*Exercise directions:*
Which rows below contain the word "tree"? Return each of them in full, and treat uppercase and lowercase as different.

Point labeling dataset excerpts:
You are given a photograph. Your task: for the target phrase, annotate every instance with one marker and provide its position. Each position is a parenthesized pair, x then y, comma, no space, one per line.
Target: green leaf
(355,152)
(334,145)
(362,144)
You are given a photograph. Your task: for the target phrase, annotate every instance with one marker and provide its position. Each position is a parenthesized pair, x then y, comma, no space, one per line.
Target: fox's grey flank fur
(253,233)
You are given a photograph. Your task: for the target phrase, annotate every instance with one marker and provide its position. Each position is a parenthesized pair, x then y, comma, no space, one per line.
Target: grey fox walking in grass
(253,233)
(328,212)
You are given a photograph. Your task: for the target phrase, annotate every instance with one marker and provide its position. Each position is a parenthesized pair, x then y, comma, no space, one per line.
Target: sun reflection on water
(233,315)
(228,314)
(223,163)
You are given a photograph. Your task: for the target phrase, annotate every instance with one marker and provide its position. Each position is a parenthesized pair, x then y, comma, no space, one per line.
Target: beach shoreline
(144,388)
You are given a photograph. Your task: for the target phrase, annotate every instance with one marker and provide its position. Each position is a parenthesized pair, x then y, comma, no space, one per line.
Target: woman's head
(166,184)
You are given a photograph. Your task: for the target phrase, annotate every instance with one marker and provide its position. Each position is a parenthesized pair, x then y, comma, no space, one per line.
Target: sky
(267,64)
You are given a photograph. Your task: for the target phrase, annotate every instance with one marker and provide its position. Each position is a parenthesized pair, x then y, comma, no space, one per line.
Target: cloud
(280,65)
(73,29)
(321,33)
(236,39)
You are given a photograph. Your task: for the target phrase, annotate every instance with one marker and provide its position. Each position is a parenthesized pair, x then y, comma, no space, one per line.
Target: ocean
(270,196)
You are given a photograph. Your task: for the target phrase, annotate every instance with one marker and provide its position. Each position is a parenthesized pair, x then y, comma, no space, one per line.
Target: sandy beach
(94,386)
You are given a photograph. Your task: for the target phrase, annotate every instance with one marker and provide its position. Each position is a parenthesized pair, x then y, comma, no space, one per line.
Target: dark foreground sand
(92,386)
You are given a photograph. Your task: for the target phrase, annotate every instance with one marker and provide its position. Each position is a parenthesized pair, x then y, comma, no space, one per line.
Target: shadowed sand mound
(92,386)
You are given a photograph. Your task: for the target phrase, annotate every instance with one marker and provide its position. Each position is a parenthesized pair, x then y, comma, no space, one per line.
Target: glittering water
==
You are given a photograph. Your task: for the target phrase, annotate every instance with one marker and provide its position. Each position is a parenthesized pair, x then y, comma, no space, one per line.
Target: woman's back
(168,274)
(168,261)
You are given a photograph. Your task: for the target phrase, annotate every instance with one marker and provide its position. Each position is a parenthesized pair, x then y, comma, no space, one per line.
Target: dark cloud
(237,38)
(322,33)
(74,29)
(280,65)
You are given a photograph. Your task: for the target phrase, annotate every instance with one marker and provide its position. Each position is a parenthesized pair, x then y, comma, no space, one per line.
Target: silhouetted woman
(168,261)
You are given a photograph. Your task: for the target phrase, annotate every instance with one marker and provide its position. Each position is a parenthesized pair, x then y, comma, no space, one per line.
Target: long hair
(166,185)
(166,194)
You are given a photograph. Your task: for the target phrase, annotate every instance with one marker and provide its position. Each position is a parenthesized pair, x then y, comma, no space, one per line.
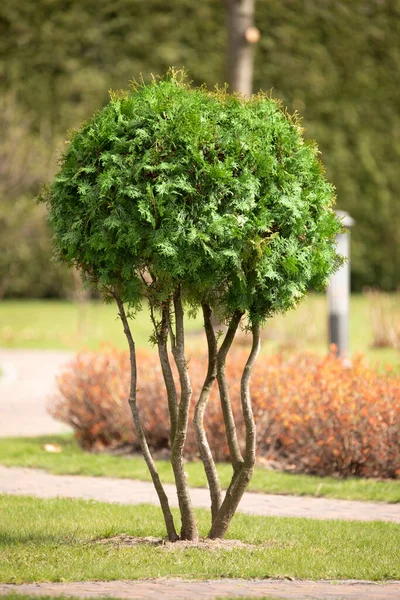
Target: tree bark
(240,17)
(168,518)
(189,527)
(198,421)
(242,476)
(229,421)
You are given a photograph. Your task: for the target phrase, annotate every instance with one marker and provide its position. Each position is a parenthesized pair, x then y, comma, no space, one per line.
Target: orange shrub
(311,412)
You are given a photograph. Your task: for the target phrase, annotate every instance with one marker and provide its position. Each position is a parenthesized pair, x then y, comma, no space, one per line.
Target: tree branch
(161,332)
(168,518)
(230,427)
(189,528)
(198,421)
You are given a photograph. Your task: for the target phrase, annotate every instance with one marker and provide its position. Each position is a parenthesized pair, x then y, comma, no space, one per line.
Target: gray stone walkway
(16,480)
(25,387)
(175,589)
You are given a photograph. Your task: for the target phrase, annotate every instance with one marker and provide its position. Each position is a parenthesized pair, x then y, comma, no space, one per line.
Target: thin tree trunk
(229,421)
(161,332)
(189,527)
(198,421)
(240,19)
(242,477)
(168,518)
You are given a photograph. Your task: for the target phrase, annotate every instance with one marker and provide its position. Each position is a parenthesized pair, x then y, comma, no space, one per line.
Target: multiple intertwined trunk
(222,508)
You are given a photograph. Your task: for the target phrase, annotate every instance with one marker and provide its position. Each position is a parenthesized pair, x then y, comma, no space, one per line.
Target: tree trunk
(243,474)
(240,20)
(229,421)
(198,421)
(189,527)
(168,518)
==
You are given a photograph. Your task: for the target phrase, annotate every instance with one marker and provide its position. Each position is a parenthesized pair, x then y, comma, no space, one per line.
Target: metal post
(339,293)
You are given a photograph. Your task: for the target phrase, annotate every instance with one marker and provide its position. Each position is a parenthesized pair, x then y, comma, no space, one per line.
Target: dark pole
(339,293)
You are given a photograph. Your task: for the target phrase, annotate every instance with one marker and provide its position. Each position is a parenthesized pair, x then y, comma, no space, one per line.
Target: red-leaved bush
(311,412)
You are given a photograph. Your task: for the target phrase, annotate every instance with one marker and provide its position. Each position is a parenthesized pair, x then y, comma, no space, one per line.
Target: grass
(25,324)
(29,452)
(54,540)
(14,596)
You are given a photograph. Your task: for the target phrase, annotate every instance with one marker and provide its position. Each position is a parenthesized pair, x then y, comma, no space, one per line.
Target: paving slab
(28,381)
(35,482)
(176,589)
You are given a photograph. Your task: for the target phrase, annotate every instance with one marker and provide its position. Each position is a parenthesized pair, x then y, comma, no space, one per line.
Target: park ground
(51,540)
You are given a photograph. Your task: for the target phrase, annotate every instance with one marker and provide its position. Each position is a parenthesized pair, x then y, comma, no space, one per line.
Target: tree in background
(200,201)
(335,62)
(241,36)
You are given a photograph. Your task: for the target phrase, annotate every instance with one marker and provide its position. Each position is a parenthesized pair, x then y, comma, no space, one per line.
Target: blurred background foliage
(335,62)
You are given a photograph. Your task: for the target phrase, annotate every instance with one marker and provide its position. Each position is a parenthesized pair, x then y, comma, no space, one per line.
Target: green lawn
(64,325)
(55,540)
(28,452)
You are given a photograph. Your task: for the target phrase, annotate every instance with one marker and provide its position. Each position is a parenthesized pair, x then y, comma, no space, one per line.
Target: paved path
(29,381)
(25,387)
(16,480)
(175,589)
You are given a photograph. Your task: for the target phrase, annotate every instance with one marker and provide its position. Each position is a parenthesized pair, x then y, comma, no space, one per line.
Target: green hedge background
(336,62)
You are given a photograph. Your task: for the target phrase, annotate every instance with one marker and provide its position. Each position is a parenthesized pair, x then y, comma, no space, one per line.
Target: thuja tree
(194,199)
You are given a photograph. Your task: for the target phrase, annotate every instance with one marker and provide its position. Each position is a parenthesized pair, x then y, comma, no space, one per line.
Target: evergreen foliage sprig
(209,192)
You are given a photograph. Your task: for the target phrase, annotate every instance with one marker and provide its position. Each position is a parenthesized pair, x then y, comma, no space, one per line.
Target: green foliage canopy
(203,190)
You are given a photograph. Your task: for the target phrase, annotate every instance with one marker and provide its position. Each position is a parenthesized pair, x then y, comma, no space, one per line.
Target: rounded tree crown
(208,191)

*Output below:*
Target: tree bark
Target: tree branch
Target: thin tree trunk
Target: tree trunk
Target: tree in background
Target: thuja tree
Target: rounded tree crown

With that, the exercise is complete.